== Segment start ==

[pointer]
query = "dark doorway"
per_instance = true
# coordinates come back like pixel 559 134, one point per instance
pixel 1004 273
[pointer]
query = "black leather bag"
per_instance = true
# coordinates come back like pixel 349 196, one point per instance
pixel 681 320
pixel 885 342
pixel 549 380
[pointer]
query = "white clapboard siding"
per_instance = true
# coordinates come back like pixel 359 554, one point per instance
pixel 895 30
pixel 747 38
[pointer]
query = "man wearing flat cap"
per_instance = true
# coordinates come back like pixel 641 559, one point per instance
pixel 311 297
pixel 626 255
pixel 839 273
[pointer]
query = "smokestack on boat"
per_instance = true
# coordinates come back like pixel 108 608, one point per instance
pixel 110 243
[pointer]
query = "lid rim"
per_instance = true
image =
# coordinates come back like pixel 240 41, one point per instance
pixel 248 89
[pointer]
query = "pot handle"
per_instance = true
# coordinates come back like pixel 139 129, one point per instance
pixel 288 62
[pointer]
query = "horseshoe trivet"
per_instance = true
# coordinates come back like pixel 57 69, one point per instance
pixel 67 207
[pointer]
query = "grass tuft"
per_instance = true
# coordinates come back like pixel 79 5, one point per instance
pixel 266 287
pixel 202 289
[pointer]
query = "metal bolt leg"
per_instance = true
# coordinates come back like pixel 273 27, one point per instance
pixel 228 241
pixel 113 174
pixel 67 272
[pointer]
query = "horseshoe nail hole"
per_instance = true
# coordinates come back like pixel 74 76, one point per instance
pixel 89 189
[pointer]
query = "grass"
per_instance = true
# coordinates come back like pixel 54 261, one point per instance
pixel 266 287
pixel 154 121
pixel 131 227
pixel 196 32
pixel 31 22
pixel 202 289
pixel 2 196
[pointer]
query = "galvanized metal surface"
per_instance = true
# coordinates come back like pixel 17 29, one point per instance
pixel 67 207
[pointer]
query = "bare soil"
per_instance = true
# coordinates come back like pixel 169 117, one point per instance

== Segment end ==

Some lines above contain the word "horseshoe". Copy each of them.

**SOLUTION TO THIS PROBLEM**:
query = "horseshoe trivet"
query = "horseshoe nail hole"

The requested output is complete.